*TEXT PASSAGE*.
Gold prices pop higher as investors focus on talks on coronavirus relief

Gold prices on Monday traded higher to start the week, with talk of a last-ditch effort to strike a deal by U.S. lawmakers on a fresh round of fiscal relief before the 2020 presidential elections helping to drive buying appetite, experts said.

A weaker dollar also was paving a path higher for bullion because weakness for the buck can draw interest in gold from buyers using currencies that are relatively weaker than the buck.

Investors have been attuned to the back-and-forth negotiations between House Speaker Nancy Pelosi and Treasury Secretary Steven Mnuchin on a new round of funds for American businesses and workers hard hit by the economic weakness caused by the COVID-19 pandemic.

Pelosi spoke on Saturday with Mnuchin according to reports but appeared to suggest that a deal before the 2020 presidential election, between President Donald Trump and Democratic challenger and former Vice President Joe Biden, was unlikely to be achieved if a fiscal deal isn’t struck soon.

Additional relief, should it come, is viewed as bullish for gold which is being used by some as a hedge against governments dialing up spending and lowering interest rates to combat the pandemic that has seen more than 40 million people infected across the globe, according to data aggregated by Johns Hopkins University.

*TASKS*.
a) Sum up the article on gold prices in two sentences.
b) Write the next part of the article on gold prices, picking up after its final sentence.

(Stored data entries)
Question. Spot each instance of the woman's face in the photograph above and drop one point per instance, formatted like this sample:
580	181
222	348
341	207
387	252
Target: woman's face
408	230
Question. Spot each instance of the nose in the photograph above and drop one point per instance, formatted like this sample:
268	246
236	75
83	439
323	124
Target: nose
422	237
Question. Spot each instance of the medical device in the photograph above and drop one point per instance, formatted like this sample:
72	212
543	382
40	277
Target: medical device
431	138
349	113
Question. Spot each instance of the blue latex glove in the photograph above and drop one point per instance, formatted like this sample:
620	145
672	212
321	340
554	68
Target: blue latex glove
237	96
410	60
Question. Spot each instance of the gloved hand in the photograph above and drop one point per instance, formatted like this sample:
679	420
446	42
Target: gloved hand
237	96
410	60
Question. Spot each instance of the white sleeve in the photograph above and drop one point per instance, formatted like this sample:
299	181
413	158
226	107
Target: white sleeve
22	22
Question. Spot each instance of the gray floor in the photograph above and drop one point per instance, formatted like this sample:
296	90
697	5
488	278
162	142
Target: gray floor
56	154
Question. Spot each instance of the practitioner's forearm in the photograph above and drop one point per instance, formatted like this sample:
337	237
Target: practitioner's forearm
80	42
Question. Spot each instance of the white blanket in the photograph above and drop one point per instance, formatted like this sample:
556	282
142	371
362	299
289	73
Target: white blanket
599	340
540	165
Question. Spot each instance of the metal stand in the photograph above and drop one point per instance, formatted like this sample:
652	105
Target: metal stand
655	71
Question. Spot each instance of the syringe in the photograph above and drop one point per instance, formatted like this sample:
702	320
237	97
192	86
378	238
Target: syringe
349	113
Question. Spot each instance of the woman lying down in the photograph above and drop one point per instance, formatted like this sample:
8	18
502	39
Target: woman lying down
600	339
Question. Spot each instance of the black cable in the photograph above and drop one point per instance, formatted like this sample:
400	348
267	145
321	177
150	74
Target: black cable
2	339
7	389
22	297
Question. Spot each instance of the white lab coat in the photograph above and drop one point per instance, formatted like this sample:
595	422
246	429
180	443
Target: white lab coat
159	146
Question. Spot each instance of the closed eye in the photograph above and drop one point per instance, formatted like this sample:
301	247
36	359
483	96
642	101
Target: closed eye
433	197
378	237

*YOUR WRITTEN ANSWERS*.
a) Gold prices rose on Monday as investors watched talks between House Speaker Nancy Pelosi and Treasury Secretary Steven Mnuchin on a new round of coronavirus relief before the 2020 presidential election, and a weaker dollar also helped. More relief is seen as good for gold, which some use as a hedge against governments raising spending and cutting interest rates to fight the pandemic.

b)
Meanwhile, China’s gross domestic product on Monday was seen expanding by 4.9% in the third quarter from a year earlier, below economists’ average estimates but above levels the nation saw before the viral outbreak took hold late in 2019.

China is one of the world’s biggest importers of commodities and an avid buyer of precious metals like gold.

Against that backdrop, December gold GOLD, 1.34% GCZ20, 0.30% GCZ20, 0.30% rose $13.80, or 0.7%, to $1,920.20 an ounce, after bullion posted a 1% weekly decline on Friday, based on the most-active contract, according to FactSet data.

Silver for December delivery SI00, 1.56% SIZ20, 1.56%,  meanwhile, added 59 cents, or 2.4%, to reach $24.985 an ounce, following a weekly slide of 2.8%.

Meanwhile, weakness in the dollar was providing an added boost to dollar-priced silver and gold. The dollar on Monday was down 0.4% on Monday at 93.299, as gauged by the ICE U.S. Dollar Index DXY, -0.46%.